§ Task to carry out:
The answer must consist of every line below that contains the word "photo".

§ Record extracts:
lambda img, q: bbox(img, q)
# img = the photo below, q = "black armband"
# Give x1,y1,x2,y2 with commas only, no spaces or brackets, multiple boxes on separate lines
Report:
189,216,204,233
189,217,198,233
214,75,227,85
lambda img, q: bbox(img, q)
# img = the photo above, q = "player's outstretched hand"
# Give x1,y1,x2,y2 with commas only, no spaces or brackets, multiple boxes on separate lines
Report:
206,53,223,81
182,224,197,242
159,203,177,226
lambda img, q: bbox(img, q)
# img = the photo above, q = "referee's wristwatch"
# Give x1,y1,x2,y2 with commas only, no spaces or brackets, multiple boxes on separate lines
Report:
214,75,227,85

---

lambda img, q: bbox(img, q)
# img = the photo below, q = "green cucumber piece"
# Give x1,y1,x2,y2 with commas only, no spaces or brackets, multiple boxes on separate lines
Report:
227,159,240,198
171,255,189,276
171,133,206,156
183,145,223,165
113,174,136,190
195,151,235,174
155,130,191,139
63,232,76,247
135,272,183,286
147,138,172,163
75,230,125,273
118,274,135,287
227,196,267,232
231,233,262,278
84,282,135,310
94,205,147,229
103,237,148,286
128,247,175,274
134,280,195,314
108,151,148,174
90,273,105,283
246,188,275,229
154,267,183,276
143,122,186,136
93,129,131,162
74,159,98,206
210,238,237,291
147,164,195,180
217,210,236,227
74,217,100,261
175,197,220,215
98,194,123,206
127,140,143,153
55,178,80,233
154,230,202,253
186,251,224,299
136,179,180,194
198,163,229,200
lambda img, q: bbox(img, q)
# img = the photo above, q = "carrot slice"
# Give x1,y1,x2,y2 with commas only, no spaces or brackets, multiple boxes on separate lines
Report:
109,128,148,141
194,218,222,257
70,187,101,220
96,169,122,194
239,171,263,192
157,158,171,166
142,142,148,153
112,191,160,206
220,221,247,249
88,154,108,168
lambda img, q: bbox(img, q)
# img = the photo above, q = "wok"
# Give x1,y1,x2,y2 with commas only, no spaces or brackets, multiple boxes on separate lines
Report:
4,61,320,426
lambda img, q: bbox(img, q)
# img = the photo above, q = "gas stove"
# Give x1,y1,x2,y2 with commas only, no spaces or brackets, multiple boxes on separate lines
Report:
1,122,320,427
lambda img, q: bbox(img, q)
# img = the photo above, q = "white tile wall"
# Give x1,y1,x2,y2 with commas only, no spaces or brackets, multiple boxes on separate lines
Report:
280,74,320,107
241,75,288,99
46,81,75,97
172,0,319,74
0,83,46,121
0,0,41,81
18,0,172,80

--

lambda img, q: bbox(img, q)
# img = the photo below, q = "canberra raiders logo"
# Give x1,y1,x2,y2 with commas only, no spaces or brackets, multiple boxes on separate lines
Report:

§ Solution for this task:
# img = the photo below, q = "black armband"
# img = the photo above, q = "player's outstretched hand"
# img = the photo above, q = "referee's wristwatch"
# img = the photo below, q = "green cucumber piece"
# img = the photo above, q = "carrot slice"
# img = the photo above, q = "wok"
# img = the photo above, q = "gas stove"
# img = the photo above, q = "white tile wall"
# img = the photo below, q = "canberra raiders logo"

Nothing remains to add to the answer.